**Supplied material:**
○ ○ ○ ○ ○ ○ ○

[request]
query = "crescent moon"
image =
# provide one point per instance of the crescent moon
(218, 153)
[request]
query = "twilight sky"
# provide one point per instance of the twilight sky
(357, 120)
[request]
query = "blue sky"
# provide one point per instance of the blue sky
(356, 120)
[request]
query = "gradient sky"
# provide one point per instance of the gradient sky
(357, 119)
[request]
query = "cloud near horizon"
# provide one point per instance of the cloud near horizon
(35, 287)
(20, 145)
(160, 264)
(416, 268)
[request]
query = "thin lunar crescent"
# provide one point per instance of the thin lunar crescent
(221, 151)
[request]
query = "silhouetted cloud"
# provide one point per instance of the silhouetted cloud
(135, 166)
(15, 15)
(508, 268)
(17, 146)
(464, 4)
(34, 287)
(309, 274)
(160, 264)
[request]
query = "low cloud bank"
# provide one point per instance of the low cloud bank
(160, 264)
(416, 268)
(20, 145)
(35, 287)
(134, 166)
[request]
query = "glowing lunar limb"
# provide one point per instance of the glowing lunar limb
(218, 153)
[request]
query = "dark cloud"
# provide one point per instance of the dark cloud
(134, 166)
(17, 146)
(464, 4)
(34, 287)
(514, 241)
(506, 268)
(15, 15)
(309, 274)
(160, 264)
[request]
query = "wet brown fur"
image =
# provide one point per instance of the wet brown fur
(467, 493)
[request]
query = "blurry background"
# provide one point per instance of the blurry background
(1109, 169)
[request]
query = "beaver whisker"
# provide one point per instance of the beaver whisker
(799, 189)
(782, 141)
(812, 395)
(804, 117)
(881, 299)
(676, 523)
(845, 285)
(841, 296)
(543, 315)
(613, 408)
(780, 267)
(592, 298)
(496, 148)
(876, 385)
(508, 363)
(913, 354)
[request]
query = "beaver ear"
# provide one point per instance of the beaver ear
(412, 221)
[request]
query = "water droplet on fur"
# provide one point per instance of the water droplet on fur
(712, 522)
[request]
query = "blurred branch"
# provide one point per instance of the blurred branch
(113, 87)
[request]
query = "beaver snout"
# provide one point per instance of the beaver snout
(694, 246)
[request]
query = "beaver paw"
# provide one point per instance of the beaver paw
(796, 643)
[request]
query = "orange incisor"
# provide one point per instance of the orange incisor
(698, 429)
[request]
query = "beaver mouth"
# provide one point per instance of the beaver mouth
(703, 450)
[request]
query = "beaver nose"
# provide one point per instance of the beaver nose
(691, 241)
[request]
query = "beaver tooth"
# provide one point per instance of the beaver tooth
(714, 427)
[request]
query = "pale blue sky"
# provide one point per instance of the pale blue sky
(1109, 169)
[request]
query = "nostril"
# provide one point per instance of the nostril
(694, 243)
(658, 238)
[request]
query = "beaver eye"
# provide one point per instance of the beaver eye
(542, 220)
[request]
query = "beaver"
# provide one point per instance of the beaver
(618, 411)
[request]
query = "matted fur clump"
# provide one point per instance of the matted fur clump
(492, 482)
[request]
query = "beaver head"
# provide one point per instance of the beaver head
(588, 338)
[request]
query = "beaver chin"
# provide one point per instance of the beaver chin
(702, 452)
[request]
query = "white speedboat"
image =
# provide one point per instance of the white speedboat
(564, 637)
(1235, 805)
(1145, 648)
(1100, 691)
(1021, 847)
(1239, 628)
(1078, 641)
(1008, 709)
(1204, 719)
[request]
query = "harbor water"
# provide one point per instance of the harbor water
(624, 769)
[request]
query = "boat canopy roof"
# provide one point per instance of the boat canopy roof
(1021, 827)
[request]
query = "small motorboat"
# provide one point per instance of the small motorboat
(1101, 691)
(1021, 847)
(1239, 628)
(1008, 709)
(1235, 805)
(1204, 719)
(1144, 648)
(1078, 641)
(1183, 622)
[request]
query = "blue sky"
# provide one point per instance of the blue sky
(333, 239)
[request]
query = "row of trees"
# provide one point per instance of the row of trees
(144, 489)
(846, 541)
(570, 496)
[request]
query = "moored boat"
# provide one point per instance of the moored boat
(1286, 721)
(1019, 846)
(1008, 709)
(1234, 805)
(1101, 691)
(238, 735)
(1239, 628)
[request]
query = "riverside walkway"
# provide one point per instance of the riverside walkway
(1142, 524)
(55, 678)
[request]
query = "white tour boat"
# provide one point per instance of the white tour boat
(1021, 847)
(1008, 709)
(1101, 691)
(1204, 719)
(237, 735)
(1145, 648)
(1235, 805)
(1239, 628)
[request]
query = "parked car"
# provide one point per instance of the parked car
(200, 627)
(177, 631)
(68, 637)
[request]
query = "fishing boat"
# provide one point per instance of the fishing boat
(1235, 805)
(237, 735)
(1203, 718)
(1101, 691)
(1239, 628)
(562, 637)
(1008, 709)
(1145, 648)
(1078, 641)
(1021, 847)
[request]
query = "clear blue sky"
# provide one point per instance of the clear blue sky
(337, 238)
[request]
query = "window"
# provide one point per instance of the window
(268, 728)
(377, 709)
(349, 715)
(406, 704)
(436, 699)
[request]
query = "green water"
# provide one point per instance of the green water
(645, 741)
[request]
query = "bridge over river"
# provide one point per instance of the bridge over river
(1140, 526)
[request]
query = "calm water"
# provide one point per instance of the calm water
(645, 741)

○ ○ ○ ○ ○ ○ ○

Print the records above in full, exactly.

[request]
query = "crescent moon"
image =
# provide one point per instance of the crescent moon
(218, 153)
[request]
query = "twilight sky"
# provide one point per instance of the twilight sky
(357, 120)
[request]
query = "blue sky"
# provide one point per instance of the blue sky
(356, 120)
[request]
query = "gradient sky"
# provide one point per instance of the gradient sky
(357, 119)
[request]
query = "cloud near horizon"
# provide one point per instance of the cloud near horizon
(35, 287)
(20, 145)
(160, 264)
(416, 268)
[request]
query = "thin lunar crescent"
# provide one point per instance of the thin lunar crescent
(221, 151)
[request]
query = "silhouetted cloud"
# provide one point per instance of the silhouetted cloud
(135, 166)
(15, 15)
(508, 268)
(17, 146)
(464, 4)
(34, 287)
(309, 274)
(160, 264)
[request]
query = "low cloud bank"
# provide one point per instance of the low cloud bank
(160, 264)
(416, 268)
(20, 145)
(35, 287)
(134, 166)
[request]
query = "glowing lunar limb"
# provide one point per instance of the glowing lunar limb
(218, 153)
[request]
query = "dark cloud"
# provide one point per instance of the dark cloud
(134, 166)
(17, 146)
(464, 4)
(34, 287)
(514, 241)
(506, 268)
(15, 15)
(309, 274)
(160, 264)
[request]
query = "wet brown fur"
image =
# provide one point per instance of the wet brown fur
(467, 493)
[request]
query = "blurry background"
# provide one point per instance of the blurry background
(1109, 169)
[request]
query = "beaver whisker"
# provide one point per instance of the beaver whisker
(799, 189)
(782, 141)
(812, 395)
(804, 117)
(881, 299)
(676, 523)
(845, 285)
(841, 296)
(543, 315)
(613, 408)
(780, 267)
(592, 298)
(496, 148)
(876, 385)
(508, 363)
(913, 354)
[request]
query = "beaver ear"
# provide one point per instance of the beaver ear
(412, 221)
[request]
query = "water droplet on fur"
# provide one point per instance of the water droplet on fur
(712, 522)
[request]
query = "blurred branch"
# provide one point per instance of the blurred branch
(113, 87)
[request]
query = "beaver snout"
# provide one point per instance of the beaver snout
(694, 246)
[request]
query = "beaver paw"
# provide one point per instance of the beaver paw
(796, 643)
[request]
query = "orange incisor"
# provide one point per instance of the orange incisor
(698, 429)
[request]
query = "beaver mouth"
# provide one point per instance of the beaver mouth
(703, 450)
[request]
query = "beaver nose"
# provide one point per instance of the beaver nose
(691, 241)
[request]
query = "beaver tooth"
# provide one point per instance of the beaver tooth
(714, 427)
[request]
query = "pale blue sky"
# provide one point per instance of the pale blue sky
(1109, 169)
[request]
query = "nostril"
# provide one point per instance of the nostril
(694, 243)
(658, 238)
[request]
query = "beaver eye"
# provide one point per instance of the beaver eye
(542, 220)
[request]
query = "beaver"
# provide one point per instance of the beaver
(618, 411)
[request]
query = "matted fur clump"
# provide one point per instance of the matted fur clump
(492, 482)
[request]
query = "beaver head"
# provide one point per instance of the beaver head
(588, 338)
[request]
query = "beaver chin"
# provide one point per instance of the beaver chin
(702, 452)
[request]
query = "white speedboat"
image =
# provide one point per instance of the white speedboat
(564, 637)
(1235, 805)
(1145, 648)
(1100, 691)
(1021, 847)
(1239, 628)
(1078, 641)
(1008, 709)
(1204, 719)
[request]
query = "harbor water"
# provide one point per instance of the harbor water
(624, 769)
[request]
query = "boat canopy roof"
# provide one point per instance of the boat canopy roof
(1021, 827)
[request]
query = "small motorboat"
# provide one point per instance of the small motorboat
(1101, 691)
(1021, 847)
(1239, 628)
(1008, 709)
(1235, 805)
(1204, 719)
(1144, 648)
(1078, 641)
(1183, 622)
[request]
query = "blue sky"
# provide one point per instance of the blue sky
(333, 239)
[request]
query = "row of trees"
# provide one point per instance of the row of trees
(144, 489)
(846, 541)
(570, 496)
[request]
query = "moored boat"
# provide one point per instance of the moored boat
(1286, 721)
(1019, 846)
(1008, 709)
(1234, 805)
(1101, 691)
(238, 735)
(1239, 628)
[request]
query = "riverside walkway"
# provide one point per instance of the riverside walkway
(1142, 524)
(55, 678)
[request]
query = "white tour boat"
# provide one point per instance of the white tour boat
(1021, 847)
(1008, 709)
(1101, 691)
(1204, 719)
(237, 735)
(1145, 648)
(1235, 805)
(1239, 628)
[request]
query = "parked car"
# provide one point per instance of the parked car
(200, 627)
(177, 631)
(68, 637)
[request]
query = "fishing boat"
# provide one point per instance of the fishing boat
(1235, 805)
(237, 735)
(1203, 718)
(1101, 691)
(1239, 628)
(562, 637)
(1008, 709)
(1145, 648)
(1078, 641)
(1021, 847)
[request]
query = "clear blue sky"
# provide one point per instance of the clear blue sky
(337, 238)
[request]
query = "window"
# provide one point per instance of the window
(268, 728)
(377, 709)
(349, 715)
(406, 704)
(436, 699)
[request]
query = "green water"
# provide one point per instance of the green water
(645, 741)
[request]
query = "bridge over river"
# provide one point per instance of the bridge over river
(1140, 526)
[request]
query = "calm water"
# provide one point per instance of the calm water
(645, 741)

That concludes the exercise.